Article:
Les avis divergent sur l'autorisation d'exploiter

Hubert Bosse-Platière, professeur de droit à l’Université de Bourgogne.

 

Au sujet des autorisations d'exploiter délivrées par les préfectures après avis de la Commission départementale d'orientation de l'agriculture (CDOA), les notaires de France proposent « la suppression du contrôle des structures et son remplacement par un permis d'exploiter ». Les autres parties prenantes proposent le maintien des autorisations d'exploiter (avec avis de la CDOA), mais proposent de faire évoluer le dispositif. La FNSEA souhaite que le contrôle des structures s'applique aux transferts entre exploitations de forme sociétaire. Dans un souci de simplification, elle propose d'exclure les plus petits transferts du périmètre pour se concentrer sur « le contrôle des grands rapprochements ». La fondation Terre de liens propose un rapprochement des critères utilisés par les CDOA et de ceux utilisés par la Safer pour rendre cohérent le dispositif d'autorisation d'exploiter et celui d'attribution de foncier. Certains syndicats minoritaires demandent leur intégration aux CDOA.

Consensus sur la protection des terres agricoles

« Les lois d'urbanisme sont les premières protections du foncier agricole », rappelle Henri Bies-Péré, élu en charge du foncier à la FNSEA. Le syndicat privilégie d'ailleurs les Scot et les PLU inter-communaux pour éviter la multiplication des zones artisanales, et demande un renforcement des Commissions départementales de préservation des espaces naturels, agricoles et forestiers (CDPNAF), qui rendent des avis sur ces documents. Les JA souhaitent que l'urbanisation soit repensée afin d'utiliser l'existant. Pour l'universitaire Hubert Bosse-Platière, professeur de droit à l'Université de Bourgogne, « il faut densifier la ville et sanctuariser les terres agricoles ». D'autres solutions sont envisagées. Pour la FNSafer, « il faut mettre une zone de protection des terres agricoles sur l'ensemble de la SAU ».

[Éléments du jeu de données]
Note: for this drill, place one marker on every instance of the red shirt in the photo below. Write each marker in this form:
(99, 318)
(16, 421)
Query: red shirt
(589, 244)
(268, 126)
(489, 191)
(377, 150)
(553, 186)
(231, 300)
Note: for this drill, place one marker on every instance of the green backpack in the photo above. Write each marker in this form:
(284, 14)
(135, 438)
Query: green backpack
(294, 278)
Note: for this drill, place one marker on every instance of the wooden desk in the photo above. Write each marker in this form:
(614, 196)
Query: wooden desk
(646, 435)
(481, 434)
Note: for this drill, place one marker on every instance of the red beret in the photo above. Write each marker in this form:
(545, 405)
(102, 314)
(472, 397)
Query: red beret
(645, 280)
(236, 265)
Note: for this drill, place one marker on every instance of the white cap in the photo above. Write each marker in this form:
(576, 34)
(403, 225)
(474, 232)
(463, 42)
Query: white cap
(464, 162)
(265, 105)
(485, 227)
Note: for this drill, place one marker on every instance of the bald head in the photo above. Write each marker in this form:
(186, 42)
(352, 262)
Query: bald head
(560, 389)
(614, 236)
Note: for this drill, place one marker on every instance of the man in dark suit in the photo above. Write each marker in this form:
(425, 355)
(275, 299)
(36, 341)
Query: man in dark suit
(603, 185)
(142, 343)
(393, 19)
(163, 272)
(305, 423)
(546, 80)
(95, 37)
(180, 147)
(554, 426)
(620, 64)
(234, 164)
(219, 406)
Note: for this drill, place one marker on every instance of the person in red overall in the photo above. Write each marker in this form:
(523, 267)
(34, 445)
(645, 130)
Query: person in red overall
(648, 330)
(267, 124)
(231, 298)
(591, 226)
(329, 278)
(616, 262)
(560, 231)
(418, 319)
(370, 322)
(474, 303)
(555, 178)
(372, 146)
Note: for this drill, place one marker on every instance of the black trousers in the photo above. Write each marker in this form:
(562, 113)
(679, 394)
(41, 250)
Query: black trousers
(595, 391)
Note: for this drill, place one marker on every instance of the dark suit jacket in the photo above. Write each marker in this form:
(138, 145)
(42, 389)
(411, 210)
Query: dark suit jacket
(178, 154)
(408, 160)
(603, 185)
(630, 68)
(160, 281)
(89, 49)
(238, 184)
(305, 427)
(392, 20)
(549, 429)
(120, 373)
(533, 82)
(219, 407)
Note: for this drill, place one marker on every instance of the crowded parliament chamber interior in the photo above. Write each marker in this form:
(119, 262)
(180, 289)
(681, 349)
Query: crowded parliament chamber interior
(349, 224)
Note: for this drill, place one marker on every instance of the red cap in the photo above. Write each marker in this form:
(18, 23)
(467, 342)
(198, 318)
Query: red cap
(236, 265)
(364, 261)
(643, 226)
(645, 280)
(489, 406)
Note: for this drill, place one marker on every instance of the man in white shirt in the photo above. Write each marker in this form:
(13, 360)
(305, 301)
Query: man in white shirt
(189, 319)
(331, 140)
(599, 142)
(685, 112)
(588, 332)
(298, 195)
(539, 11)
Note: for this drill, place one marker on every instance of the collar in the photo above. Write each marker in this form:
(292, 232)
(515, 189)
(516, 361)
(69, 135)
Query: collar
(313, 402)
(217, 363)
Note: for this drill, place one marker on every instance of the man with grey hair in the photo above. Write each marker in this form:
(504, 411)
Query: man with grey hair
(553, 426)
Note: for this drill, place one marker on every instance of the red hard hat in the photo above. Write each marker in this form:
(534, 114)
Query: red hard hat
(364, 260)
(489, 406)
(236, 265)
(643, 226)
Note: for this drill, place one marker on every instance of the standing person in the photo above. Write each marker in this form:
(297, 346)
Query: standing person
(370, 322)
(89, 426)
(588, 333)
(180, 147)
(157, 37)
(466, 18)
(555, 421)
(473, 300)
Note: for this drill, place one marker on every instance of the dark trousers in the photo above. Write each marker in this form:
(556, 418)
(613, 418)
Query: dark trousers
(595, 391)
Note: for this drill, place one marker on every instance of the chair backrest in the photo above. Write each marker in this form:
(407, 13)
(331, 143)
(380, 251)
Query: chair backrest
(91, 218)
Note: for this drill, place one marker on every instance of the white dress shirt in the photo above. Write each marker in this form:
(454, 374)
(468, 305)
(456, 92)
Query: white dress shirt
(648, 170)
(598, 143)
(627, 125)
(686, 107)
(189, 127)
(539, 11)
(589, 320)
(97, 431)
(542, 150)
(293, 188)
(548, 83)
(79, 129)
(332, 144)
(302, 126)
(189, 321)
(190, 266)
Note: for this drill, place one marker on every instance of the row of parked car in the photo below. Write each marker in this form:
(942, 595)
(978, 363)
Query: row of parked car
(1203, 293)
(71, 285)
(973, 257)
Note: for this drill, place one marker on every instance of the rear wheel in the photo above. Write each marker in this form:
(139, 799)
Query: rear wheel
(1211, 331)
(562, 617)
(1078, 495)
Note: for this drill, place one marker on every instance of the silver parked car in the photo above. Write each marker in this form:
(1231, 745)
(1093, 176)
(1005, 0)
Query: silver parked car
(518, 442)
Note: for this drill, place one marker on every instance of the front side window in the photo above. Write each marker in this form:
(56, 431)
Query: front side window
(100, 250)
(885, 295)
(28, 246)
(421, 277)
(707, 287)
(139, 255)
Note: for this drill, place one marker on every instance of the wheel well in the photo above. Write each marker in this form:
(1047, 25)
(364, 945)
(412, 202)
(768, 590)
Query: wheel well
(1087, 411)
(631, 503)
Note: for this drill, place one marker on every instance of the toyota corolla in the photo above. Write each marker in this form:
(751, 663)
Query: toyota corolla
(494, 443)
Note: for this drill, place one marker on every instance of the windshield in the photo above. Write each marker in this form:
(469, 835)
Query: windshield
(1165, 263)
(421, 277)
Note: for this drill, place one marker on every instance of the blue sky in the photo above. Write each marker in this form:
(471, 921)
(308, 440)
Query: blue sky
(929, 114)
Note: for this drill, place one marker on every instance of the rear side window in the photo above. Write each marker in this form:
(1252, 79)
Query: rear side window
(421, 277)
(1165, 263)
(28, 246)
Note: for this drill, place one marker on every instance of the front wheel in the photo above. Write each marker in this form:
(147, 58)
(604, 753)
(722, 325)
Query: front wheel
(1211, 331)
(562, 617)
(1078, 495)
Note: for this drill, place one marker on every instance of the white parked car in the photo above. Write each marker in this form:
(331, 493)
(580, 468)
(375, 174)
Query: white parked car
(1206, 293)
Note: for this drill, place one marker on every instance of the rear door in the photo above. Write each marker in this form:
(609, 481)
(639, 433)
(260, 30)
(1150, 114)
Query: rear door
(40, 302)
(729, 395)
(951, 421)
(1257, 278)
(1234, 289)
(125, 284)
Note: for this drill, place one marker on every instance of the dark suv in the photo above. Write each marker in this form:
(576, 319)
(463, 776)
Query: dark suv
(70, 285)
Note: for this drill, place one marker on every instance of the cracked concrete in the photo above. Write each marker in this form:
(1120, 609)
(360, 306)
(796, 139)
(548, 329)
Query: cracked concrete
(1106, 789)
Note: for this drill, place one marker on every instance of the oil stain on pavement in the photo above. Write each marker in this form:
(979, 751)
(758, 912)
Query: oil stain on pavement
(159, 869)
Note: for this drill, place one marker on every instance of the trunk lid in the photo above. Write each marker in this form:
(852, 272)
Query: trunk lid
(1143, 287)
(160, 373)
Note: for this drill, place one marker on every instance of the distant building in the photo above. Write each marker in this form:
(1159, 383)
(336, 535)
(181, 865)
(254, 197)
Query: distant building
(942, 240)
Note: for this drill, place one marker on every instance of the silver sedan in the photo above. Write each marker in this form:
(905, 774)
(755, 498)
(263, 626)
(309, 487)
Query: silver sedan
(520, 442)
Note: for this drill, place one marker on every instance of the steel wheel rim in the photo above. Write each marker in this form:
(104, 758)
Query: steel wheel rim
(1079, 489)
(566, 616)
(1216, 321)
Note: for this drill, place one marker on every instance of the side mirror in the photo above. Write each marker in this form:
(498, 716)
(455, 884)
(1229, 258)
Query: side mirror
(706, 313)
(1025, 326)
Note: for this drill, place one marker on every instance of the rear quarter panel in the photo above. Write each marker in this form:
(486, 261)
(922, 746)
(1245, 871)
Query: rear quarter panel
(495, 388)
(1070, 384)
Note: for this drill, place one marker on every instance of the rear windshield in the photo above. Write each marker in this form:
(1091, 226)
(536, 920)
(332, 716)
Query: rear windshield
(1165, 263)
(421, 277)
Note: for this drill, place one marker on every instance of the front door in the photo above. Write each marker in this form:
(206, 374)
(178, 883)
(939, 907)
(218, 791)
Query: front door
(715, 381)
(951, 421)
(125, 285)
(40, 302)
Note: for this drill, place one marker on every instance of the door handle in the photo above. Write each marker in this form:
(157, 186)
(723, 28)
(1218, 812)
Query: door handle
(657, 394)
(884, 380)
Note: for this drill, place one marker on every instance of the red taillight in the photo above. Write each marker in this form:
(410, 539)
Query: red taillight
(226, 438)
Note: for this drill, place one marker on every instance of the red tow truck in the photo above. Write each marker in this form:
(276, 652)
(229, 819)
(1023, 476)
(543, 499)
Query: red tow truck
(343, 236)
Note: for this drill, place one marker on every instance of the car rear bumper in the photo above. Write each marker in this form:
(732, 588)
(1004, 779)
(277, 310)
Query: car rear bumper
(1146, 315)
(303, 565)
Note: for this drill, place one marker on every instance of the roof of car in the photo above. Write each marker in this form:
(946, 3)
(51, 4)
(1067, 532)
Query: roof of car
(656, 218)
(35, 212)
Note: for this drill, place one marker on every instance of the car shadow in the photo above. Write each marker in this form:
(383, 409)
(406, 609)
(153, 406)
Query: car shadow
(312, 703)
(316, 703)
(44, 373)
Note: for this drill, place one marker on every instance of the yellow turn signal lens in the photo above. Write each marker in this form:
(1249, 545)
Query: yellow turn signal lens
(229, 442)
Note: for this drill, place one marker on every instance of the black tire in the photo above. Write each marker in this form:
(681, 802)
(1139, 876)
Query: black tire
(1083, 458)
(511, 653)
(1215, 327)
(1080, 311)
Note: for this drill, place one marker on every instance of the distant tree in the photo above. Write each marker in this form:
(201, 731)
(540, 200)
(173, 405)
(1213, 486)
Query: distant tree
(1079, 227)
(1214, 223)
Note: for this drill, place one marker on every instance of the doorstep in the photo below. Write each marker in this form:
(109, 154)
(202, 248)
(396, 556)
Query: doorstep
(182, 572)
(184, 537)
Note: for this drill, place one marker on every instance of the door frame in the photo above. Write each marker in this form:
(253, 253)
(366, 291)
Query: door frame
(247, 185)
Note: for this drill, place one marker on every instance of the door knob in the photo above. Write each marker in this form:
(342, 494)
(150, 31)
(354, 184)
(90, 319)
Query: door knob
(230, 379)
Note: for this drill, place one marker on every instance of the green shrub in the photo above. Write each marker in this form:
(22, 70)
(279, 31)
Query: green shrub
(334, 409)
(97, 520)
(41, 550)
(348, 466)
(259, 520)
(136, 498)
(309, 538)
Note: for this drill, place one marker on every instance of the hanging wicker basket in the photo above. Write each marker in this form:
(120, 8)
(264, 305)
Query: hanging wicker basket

Objectifs:
(A) Répondez à ces questions d'après l'article sur l'autorisation d'exploiter et la protection des terres agricoles.
(i) Que proposent les notaires de France à propos des autorisations d'exploiter ?
(ii) Quelles commissions la FNSEA demande-t-elle de renforcer ?
(iii) Selon la FNSafer, sur quelle étendue faut-il mettre une zone de protection des terres agricoles ?
(B) Reprenez l'article sur l'autorisation d'exploiter et la protection des terres agricoles après sa dernière phrase, puis rédigez-en la suite.

Les réponses:
(A)
(i) La suppression du contrôle des structures et son remplacement par un permis d'exploiter.
(ii) Les Commissions départementales de préservation des espaces naturels, agricoles et forestiers (CDPNAF).
(iii) Sur l'ensemble de la SAU.

(B)
Des divisions fortes sur l'avenir des Safer

L'avenir des Safer oppose deux camps . D'un côté, les partisans d'un rapprochement des Safer et des EPFL et plus généralement de la transformation des Safer en établissement public. Et de l'autre, la FNSafer, les EPFL et la FNSEA qui y sont opposés. Hubert Bosse-Platière ne mâche pas ses mots  « Les Safer sont omniprésentes et impuissantes ». Il ajoute  « Elles sont incapables de lutter contre la concentration des terres ou contre l'artificialisation des sols. » Les notaires de France proposent la « création d'un guichet unique » en fusionnant les EPFL et les Safer au sein d'une « agence foncière régionale ayant en charge le foncier quelle que soit sa destination ». À l'inverse des autres syndicats agricoles, la FNSEA n'est pas favorable au rapprochement des Safer et des EPF, associée à la création d'une taxe dédiée, craignant une place trop importante de l'État dans la gestion. Les EPFL et la FNSafer sont totalement opposés à la proposition d'une administration qui regrouperait Safer, EPFL, EPF d'État.

Photovoltaïque et compensation écologique

Sur le photovoltaïque au sol, la FNSEA, qui a rencontré récemment le Syndicat de l'énergie renouvelable, affiche pour l'instant une opposition ferme à tout projet sur des terres agricoles, estimant que les friches industrielles et les bâtiments d'élevages constituent une surface de développement suffisante et craignant des dérives. La FNSafer est aussi opposée au photovoltaïque au sol. La question se pose de manière accrue sur les terres à faibles rendements. Certains syndicats agricoles estiment que sur certaines terres non arables, des panneaux suffisamment hauts, permettant aux animaux de continuer à pâturer, pourraient être acceptés. En ce qui concerne la compensation écologique, pour la FNSafer, « c'est la double peine » pour le foncier agricole, comme le dit également la FNSEA : des terres agricoles retirées ici pour un projet, et d'autres retirées ailleurs pour compenser les effets délétères de ce même projet.

 

DEBAT

L’avenir du statut du fermage divise

HenriBies-Péré

Pour la FNSEA, le principal problème posé actuellement par le statut du fermage, c’est que « de plus en plus de propriétaires hésitent à signer des baux avec les fermiers », explique Henri Bies-Péré chargé des questions foncières au sein du syndicat, notamment parce qu’ils craignent une décote du prix des terres s’ils souhaitent vendre en cours de bail une terre occupée par un fermier.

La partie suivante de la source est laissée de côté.